WORK REQUEST: Search the records below for the string "orange" and copy each line where it turns up.

(Stored data entries)
+ + + + +

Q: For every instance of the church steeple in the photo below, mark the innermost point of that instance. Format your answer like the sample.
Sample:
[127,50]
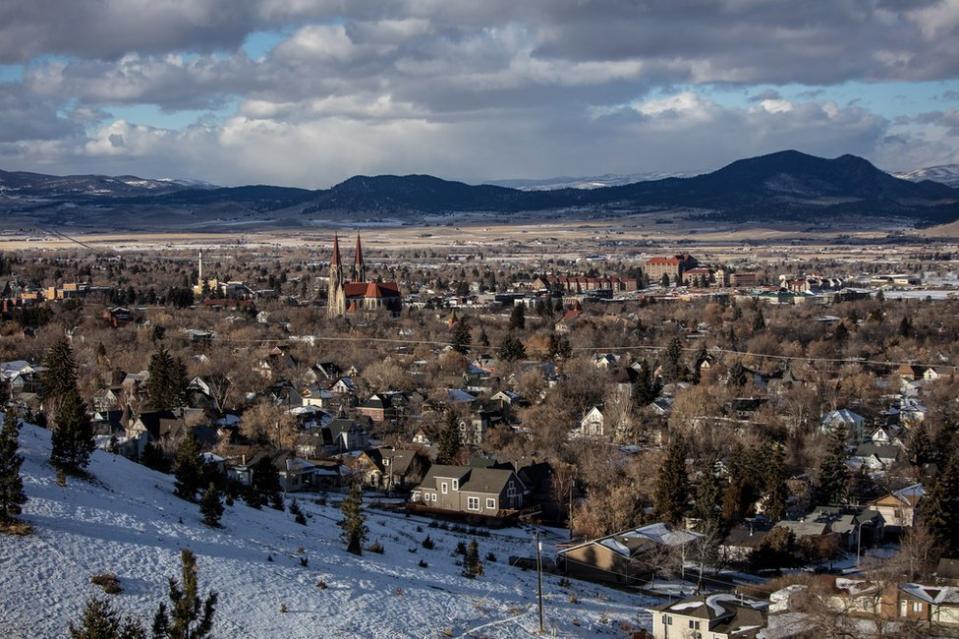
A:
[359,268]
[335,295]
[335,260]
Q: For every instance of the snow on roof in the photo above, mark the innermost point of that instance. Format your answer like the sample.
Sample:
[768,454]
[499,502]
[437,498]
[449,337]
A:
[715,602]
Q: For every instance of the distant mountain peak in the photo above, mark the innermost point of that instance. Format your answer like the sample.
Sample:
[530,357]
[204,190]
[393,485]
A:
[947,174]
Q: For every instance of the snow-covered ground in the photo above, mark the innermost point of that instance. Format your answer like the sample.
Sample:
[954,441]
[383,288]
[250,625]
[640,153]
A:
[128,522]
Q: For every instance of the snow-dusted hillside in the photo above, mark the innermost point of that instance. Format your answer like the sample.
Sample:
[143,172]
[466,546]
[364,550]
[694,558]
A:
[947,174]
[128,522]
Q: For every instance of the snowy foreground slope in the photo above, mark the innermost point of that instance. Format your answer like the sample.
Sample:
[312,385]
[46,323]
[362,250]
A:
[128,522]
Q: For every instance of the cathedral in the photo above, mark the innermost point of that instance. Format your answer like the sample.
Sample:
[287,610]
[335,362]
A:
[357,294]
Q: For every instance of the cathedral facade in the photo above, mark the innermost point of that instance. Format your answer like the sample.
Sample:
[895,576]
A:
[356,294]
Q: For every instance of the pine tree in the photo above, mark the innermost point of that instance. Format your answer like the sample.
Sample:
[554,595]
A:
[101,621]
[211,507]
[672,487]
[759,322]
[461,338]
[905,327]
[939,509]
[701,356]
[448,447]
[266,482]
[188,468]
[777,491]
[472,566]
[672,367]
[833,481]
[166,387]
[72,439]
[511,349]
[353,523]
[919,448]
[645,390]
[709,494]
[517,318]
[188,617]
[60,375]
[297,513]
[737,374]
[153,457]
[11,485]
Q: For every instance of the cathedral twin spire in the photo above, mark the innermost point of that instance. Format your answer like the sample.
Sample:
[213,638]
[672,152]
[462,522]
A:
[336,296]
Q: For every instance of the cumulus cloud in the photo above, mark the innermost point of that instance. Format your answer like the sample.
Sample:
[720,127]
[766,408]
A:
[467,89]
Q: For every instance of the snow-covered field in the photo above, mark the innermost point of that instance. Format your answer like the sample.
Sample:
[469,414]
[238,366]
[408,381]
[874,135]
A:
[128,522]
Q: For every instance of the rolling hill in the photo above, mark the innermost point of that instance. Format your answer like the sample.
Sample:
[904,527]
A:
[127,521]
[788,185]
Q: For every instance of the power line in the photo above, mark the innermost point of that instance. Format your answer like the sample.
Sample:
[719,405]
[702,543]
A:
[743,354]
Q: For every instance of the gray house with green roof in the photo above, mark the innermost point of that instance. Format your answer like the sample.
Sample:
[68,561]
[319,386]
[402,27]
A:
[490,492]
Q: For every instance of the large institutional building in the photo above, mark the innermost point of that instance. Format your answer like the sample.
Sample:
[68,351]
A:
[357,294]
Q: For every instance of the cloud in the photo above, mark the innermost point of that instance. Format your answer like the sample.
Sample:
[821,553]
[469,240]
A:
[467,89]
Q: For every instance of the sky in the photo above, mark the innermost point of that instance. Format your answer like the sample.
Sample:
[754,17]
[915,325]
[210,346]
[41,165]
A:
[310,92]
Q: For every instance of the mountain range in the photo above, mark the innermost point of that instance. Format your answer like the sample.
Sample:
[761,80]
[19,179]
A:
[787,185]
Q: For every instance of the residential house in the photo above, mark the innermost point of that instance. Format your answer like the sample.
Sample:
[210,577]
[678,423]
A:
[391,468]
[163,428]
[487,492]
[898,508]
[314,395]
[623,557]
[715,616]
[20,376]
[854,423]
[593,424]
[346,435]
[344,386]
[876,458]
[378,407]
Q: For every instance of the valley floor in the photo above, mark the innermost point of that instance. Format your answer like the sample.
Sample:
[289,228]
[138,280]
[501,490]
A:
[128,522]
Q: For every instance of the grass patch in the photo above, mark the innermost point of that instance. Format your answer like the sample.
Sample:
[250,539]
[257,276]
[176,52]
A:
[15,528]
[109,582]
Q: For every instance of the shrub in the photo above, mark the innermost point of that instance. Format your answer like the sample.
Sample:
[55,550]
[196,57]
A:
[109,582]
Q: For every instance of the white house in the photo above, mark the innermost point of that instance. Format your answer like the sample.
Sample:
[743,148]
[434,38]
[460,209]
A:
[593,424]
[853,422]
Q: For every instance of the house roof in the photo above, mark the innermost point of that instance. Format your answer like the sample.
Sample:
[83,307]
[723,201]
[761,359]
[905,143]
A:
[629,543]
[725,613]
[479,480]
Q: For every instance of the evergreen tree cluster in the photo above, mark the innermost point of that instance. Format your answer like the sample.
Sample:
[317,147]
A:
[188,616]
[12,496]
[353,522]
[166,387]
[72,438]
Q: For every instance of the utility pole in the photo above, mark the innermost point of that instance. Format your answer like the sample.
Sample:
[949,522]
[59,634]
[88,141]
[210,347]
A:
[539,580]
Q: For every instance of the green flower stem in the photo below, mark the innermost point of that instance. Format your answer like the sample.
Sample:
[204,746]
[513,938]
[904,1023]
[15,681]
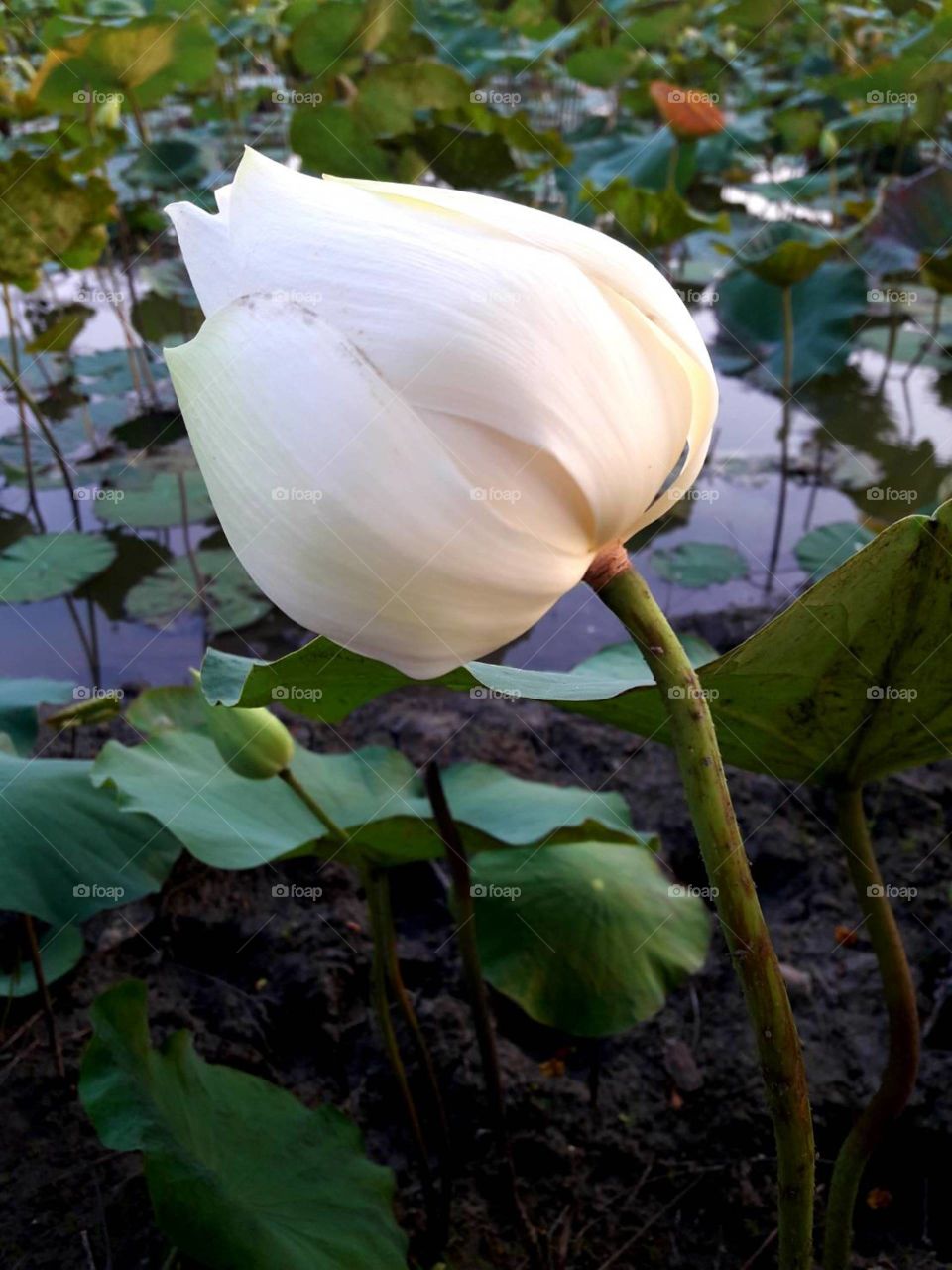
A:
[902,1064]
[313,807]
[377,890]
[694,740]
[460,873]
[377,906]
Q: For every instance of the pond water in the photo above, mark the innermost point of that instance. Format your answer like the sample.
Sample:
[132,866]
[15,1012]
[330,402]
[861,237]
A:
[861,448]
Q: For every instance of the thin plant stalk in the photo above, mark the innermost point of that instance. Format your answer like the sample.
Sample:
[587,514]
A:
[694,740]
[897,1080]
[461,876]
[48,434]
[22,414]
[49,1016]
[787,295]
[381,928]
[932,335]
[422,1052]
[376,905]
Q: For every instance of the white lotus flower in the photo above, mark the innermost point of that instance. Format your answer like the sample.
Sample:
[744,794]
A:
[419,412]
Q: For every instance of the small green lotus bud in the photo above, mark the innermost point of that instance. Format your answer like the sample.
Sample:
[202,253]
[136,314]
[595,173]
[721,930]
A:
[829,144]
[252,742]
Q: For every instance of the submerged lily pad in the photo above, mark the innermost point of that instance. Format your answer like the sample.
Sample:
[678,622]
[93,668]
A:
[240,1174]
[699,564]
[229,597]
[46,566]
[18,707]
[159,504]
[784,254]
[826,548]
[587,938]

+ + + + +

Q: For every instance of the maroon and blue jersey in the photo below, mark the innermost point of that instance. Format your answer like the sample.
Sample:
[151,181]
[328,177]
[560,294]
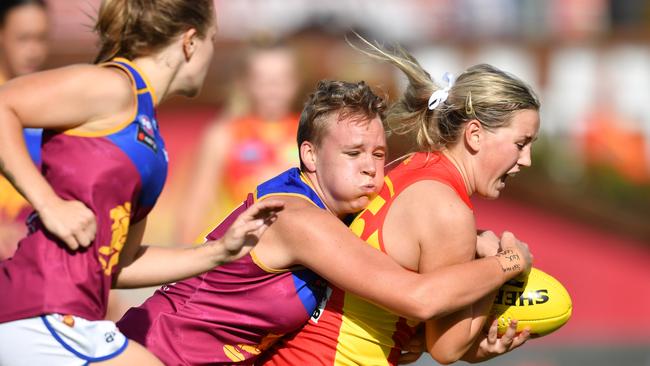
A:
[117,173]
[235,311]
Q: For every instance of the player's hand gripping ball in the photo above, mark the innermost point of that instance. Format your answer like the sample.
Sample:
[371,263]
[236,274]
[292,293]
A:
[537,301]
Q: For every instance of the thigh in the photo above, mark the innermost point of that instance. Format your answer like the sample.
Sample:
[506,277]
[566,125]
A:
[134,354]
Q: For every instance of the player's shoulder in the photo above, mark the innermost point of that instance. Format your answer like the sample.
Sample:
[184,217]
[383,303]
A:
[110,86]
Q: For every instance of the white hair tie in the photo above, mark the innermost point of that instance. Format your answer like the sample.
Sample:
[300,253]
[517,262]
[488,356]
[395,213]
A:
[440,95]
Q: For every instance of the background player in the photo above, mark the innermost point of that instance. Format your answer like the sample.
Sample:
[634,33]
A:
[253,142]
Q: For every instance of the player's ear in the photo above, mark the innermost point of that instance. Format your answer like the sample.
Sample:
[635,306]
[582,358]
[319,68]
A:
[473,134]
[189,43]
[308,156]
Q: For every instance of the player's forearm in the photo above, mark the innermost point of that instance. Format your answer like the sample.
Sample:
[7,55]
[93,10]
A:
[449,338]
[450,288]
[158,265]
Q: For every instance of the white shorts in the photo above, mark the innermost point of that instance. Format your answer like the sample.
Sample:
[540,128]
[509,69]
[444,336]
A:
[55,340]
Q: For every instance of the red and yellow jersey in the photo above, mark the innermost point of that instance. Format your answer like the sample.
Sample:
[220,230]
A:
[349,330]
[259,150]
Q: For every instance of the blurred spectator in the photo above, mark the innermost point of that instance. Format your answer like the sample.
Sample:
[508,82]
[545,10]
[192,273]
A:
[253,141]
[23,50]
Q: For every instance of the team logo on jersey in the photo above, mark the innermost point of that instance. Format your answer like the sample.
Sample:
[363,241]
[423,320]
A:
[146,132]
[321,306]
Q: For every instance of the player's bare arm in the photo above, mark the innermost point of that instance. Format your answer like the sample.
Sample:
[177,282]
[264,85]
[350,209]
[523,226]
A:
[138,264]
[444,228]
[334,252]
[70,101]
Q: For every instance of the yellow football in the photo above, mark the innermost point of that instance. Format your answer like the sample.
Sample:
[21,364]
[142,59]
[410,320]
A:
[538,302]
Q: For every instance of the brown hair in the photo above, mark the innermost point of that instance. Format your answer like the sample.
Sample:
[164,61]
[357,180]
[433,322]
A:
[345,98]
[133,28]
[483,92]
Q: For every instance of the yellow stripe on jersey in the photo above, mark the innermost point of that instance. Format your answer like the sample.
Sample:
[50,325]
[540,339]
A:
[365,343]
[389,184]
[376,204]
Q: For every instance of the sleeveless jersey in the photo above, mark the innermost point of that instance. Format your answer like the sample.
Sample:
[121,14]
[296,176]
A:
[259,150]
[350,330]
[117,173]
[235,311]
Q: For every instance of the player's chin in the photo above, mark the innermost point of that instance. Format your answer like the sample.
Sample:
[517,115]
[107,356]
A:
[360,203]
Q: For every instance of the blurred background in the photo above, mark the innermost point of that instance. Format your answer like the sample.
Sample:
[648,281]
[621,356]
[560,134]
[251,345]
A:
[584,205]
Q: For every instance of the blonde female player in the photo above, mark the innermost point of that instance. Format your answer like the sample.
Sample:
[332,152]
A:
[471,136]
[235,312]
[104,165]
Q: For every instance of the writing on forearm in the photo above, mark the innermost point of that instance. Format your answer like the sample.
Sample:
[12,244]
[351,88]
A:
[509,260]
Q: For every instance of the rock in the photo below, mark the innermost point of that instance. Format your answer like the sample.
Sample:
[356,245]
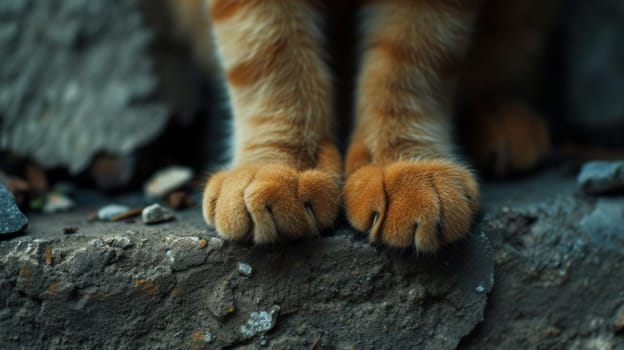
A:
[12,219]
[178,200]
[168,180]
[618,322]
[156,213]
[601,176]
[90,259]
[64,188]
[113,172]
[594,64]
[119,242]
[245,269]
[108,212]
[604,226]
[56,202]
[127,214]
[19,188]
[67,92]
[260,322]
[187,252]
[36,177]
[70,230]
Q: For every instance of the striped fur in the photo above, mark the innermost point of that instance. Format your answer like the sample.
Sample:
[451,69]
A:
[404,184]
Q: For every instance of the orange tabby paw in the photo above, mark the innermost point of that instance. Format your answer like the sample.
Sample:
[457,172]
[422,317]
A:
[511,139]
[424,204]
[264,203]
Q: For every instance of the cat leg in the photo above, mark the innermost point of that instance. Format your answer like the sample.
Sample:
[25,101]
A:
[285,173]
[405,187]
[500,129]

+ + + + +

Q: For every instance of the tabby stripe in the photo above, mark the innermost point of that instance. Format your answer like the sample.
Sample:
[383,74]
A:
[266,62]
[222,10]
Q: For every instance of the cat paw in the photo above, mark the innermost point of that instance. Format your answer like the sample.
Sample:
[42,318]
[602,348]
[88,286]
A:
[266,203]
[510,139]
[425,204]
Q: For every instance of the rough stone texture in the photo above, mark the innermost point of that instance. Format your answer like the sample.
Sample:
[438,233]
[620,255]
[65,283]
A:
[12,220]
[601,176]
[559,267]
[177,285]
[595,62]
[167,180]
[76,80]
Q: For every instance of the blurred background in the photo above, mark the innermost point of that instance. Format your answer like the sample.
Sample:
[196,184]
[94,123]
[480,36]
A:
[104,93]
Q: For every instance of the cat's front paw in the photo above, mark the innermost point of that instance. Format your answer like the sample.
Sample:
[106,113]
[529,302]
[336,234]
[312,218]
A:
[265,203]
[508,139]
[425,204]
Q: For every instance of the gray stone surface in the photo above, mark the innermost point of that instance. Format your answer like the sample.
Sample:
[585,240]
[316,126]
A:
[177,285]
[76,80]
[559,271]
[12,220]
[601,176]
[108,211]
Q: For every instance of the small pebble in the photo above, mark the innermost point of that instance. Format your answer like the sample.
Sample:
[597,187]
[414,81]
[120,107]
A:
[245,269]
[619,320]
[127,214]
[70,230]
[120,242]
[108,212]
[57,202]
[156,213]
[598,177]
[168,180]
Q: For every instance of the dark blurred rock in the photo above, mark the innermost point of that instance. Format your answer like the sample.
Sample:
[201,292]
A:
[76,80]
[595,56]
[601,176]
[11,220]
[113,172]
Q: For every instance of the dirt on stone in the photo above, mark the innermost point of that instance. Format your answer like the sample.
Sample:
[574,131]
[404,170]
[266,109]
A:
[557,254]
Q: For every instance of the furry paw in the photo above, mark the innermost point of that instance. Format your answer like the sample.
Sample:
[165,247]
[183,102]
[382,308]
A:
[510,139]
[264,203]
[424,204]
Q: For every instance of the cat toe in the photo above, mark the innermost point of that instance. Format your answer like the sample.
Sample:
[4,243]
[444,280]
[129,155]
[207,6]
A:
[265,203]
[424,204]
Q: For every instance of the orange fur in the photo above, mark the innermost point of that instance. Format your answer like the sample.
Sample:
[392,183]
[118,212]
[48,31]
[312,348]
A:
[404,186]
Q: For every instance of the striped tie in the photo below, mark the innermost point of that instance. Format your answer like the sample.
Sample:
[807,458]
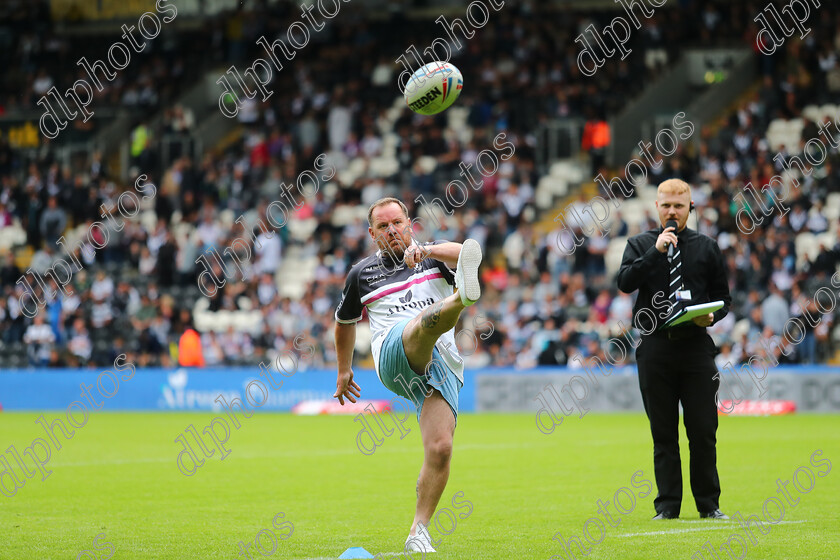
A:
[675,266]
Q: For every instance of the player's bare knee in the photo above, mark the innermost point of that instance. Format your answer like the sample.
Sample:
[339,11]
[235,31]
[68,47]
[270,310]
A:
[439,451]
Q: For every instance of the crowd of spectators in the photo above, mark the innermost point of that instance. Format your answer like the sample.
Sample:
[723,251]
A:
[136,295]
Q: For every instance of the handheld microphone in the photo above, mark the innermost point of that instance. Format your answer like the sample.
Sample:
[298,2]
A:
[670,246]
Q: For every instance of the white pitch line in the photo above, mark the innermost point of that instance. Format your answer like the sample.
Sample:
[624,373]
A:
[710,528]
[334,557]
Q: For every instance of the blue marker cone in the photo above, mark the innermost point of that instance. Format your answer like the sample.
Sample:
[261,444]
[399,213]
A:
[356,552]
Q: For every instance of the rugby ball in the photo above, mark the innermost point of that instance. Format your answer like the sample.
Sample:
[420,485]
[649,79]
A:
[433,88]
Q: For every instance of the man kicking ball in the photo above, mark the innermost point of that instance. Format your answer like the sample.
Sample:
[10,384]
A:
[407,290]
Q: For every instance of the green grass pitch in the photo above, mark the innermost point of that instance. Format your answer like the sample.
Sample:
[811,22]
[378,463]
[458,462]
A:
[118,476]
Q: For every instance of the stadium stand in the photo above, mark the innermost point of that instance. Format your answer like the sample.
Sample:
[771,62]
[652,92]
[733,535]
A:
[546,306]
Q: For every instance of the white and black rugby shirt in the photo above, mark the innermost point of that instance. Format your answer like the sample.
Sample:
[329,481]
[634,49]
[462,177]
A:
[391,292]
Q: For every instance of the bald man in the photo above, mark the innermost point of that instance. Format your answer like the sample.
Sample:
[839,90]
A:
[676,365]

+ + + + +

WRITTEN REPLY:
Q: For every instance of the orange tabby paw in the photo above, mark the innermost point of that instance. Format your answer like the sample.
Q: For every instance of the orange fur in the photo above, mark the innermost point of that instance. Format your answer like the sample.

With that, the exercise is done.